Task:
Copy out the entire passage below about pharmacy shortages of children's medications, word for word.

Supplied passage:
Normally, Bolling said, he would order the antibiotic and have it delivered the very next day. Now, he said, “I couldn’t even see an availability date for it. If independent pharmacists can’t even access it, don’t even know when it’ll be available, that’s scary to think about.”

Even if amoxicillin was available, he added, the price is much higher, hurting families’ pocketbooks, he said. “Instead of costing $1.89 a bottle for amoxicillin for children, now they’re costing $29.89 a bottle,” Bolling said.

Also, Bolling said doctors aren’t always aware of shortages when they write prescriptions.

When this happens, he said, parents either have to visit another pharmacy or go back and forth between doctors and pharmacists to seek an alternative medication, creating a lag for health care providers and patients - and possibly compromising patient care.

Chain pharmacies like CVS and Walgreens say soaring demand for medications like children’s Tylenol, amoxicillin and Tamiflu has sometimes resulted in empty shelves.

A Walgreens representative acknowledged “inventory is moving rapidly.” But Marty Maloney said in an email to the Sun-Times that the chain has been able to keep medications in stock.

Listed entries:
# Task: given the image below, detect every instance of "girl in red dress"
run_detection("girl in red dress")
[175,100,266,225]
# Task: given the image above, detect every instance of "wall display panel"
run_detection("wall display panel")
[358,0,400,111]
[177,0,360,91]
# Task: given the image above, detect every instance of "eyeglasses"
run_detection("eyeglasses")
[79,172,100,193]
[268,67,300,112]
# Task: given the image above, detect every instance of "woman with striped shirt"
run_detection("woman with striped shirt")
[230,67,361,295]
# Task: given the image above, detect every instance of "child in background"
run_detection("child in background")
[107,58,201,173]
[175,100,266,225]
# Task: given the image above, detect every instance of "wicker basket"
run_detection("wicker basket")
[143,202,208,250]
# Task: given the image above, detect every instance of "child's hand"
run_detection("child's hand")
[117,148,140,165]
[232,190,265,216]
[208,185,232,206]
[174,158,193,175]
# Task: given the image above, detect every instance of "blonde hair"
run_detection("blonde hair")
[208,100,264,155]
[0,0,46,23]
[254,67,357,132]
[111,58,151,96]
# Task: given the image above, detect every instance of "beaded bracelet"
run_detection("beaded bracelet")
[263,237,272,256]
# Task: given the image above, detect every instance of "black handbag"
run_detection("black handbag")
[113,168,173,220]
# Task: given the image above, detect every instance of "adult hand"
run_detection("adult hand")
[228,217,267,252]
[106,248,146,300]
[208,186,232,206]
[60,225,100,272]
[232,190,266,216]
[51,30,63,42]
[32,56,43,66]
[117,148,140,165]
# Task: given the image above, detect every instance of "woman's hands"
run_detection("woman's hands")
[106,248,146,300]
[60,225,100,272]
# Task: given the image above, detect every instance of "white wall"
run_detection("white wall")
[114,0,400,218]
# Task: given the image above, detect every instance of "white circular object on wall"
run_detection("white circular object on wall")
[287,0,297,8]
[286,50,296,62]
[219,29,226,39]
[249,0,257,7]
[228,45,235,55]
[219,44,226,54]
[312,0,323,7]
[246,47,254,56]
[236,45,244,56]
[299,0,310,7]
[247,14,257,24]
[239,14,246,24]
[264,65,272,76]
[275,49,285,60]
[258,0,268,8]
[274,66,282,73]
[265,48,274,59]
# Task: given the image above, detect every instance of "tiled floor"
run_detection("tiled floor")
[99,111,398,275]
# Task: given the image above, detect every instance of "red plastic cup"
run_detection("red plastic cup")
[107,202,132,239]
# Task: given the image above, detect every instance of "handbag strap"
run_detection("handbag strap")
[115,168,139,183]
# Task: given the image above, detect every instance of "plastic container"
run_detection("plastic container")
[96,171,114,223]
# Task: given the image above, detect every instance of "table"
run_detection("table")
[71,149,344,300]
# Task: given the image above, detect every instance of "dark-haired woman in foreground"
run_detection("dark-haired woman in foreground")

* * *

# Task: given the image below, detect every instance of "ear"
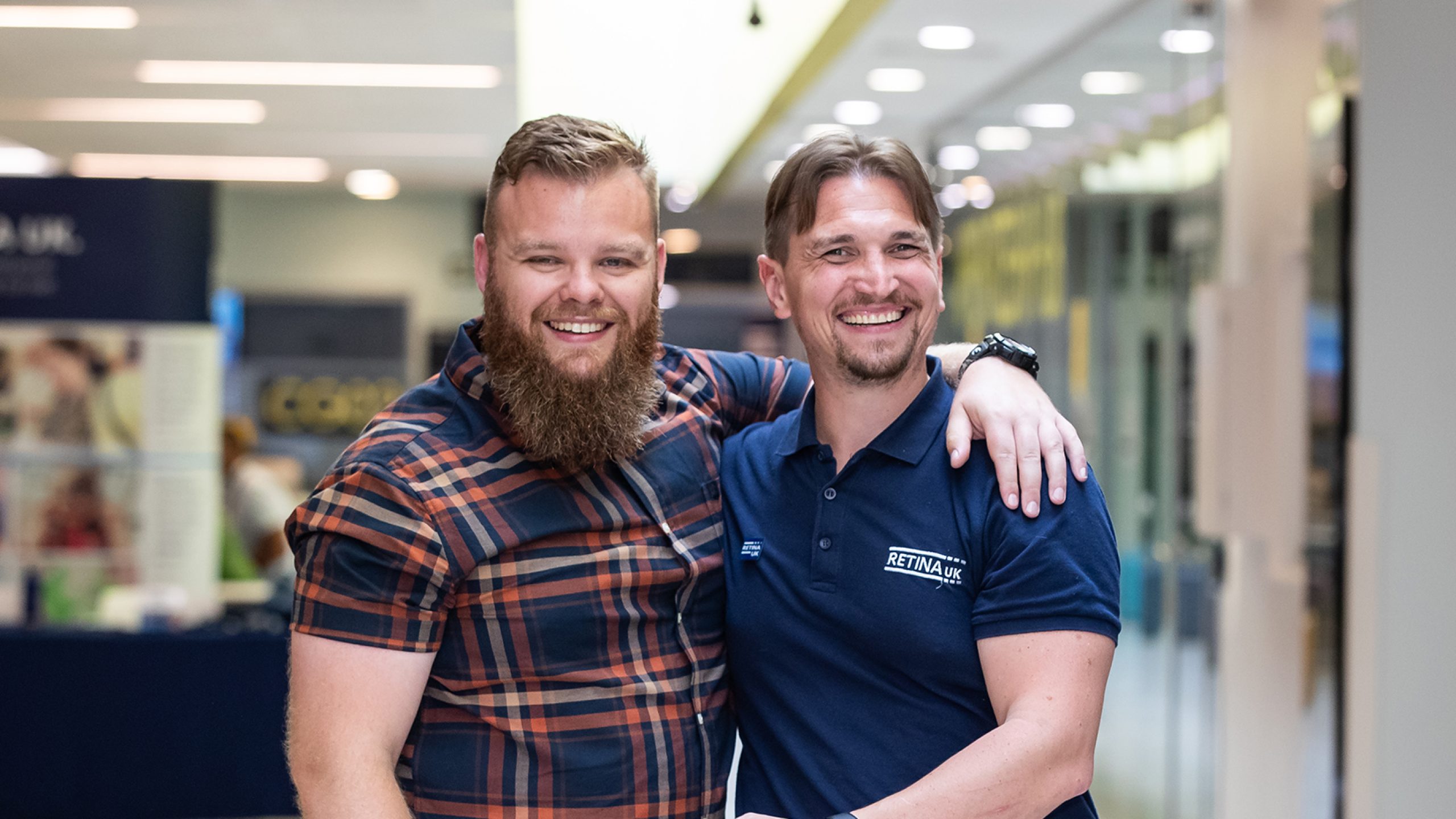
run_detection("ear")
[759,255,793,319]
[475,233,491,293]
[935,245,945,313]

* * *

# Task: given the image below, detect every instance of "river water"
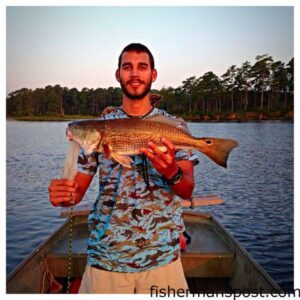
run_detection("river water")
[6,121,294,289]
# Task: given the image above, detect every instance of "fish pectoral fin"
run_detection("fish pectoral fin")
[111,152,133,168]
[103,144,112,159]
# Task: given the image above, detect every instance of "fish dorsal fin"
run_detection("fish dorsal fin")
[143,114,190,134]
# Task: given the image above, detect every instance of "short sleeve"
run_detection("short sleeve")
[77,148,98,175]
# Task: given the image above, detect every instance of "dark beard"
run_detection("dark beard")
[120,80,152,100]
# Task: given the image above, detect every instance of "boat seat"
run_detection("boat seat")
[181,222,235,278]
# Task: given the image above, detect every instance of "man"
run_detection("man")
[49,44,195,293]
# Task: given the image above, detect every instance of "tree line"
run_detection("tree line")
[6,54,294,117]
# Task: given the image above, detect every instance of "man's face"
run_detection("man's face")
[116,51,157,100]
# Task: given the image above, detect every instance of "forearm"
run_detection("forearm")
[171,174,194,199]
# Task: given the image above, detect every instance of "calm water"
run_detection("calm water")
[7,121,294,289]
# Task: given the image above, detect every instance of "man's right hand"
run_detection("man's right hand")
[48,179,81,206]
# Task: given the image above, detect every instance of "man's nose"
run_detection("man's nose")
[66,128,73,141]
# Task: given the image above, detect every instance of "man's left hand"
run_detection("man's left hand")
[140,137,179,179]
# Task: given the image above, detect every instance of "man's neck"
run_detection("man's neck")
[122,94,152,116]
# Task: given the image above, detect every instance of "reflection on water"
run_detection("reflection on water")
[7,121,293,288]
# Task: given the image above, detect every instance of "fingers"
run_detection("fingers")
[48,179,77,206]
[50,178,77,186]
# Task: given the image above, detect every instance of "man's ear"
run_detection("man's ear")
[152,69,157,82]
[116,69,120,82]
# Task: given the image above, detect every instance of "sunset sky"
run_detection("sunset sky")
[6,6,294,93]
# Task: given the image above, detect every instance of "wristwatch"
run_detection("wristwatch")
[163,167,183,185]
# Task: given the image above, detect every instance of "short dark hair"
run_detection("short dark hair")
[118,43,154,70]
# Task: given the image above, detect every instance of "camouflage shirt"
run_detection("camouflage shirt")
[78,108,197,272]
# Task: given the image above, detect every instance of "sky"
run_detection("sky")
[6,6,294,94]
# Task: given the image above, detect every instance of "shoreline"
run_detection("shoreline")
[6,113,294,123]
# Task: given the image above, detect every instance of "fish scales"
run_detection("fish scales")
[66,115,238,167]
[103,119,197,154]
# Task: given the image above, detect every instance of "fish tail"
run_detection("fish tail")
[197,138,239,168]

Task output:
Normally, Bolling said, he would order the antibiotic and have it delivered the very next day. Now, he said, “I couldn’t even see an availability date for it. If independent pharmacists can’t even access it, don’t even know when it’ll be available, that’s scary to think about.”

Even if amoxicillin was available, he added, the price is much higher, hurting families’ pocketbooks, he said. “Instead of costing $1.89 a bottle for amoxicillin for children, now they’re costing $29.89 a bottle,” Bolling said.

Also, Bolling said doctors aren’t always aware of shortages when they write prescriptions.

When this happens, he said, parents either have to visit another pharmacy or go back and forth between doctors and pharmacists to seek an alternative medication, creating a lag for health care providers and patients - and possibly compromising patient care.

Chain pharmacies like CVS and Walgreens say soaring demand for medications like children’s Tylenol, amoxicillin and Tamiflu has sometimes resulted in empty shelves.

A Walgreens representative acknowledged “inventory is moving rapidly.” But Marty Maloney said in an email to the Sun-Times that the chain has been able to keep medications in stock.